**Exercise objective:** Down to the last line, transcribe the records verbatim and exclude the images.

(Data items)
_ _ _ _ _ _ _
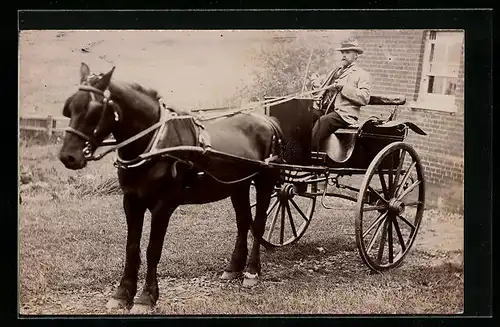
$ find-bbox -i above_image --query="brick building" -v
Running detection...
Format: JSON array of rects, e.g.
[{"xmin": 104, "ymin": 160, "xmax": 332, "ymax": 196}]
[{"xmin": 349, "ymin": 30, "xmax": 464, "ymax": 210}]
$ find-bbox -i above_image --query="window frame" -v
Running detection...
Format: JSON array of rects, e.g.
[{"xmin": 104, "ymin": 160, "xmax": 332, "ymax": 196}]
[{"xmin": 411, "ymin": 30, "xmax": 464, "ymax": 113}]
_ _ _ _ _ _ _
**Written solution:**
$ find-bbox -i above_image --query="brick building" -v
Running detection...
Format: JSON array of rects, e.g.
[{"xmin": 104, "ymin": 160, "xmax": 332, "ymax": 196}]
[{"xmin": 349, "ymin": 30, "xmax": 464, "ymax": 210}]
$ find-bbox -i above_image --query="window frame" -v
Running detection...
Format: JSON array of rects, e.g.
[{"xmin": 104, "ymin": 160, "xmax": 332, "ymax": 196}]
[{"xmin": 411, "ymin": 30, "xmax": 464, "ymax": 113}]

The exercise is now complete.